**Parts of the exercise**
(a) In the passage about Morgan's march, how many men did Morgan choose for his advance guard?
(b) Write out the passage about Morgan's march from "At length they" up to and including "called Quebrada Obscura.".

**Supplied passage**
* * * * * * *

On the morning of the 8th, Morgan reviewed his troops. He found that he had still eleven hundred resolute men at his command. He selected a band of two hundred of his best marksmen as an advance guard. They were to watch vigilantly for ambuscades. The path they were to traverse was very narrow. At many places but two could pass abreast. Cautiously they proceeded for ten hours, encountering no sign of an enemy.
At length they reached a dark wooded gorge, which the sunlight could scarcely penetrate. Apparently no one could enter the dense thickets around, of bushes, thorns, and intertwining vines, but by hewing his way with the hatchet. A high mountain rose before them. But nature had tunnelled it, so that there was a narrow path through. This remarkable place was called Quebrada Obscura.
Suddenly, from the impenetrable forest which enveloped the mountain, a shower of arrows fell upon them, like hailstones from the clouds. They probably exaggerated the number in estimating them at between three and four thousand. They came rushing, as by some supernatural impulse, through the leaves. No hand was seen. No sound was heard. No movement was perceptible. There was but that one flight of arrows and no more. Those who, with sinewy arms, had thrown them, in some mysterious way escaped – as it were, vanished.

* * * * * * *

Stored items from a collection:

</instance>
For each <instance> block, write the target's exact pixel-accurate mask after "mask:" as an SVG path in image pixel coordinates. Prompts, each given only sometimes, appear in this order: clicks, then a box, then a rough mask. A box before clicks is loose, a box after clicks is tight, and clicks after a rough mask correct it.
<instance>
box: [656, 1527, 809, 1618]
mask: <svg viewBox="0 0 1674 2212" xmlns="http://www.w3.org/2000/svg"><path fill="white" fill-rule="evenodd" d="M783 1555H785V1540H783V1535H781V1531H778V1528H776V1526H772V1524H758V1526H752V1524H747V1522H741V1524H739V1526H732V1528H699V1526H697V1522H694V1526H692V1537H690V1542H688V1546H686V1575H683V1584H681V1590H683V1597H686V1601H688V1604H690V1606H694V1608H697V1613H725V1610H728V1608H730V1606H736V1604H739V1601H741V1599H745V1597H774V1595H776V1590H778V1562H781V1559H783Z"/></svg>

* * * * * * *

**Exercise answers**
(a) A band of two hundred of his best marksmen.

(b)
At length they reached a dark wooded gorge, which the sunlight could scarcely penetrate. Apparently no one could enter the dense thickets around, of bushes, thorns, and intertwining vines, but by hewing his way with the hatchet. A high mountain rose before them. But nature had tunnelled it, so that there was a narrow path through. This remarkable place was called Quebrada Obscura.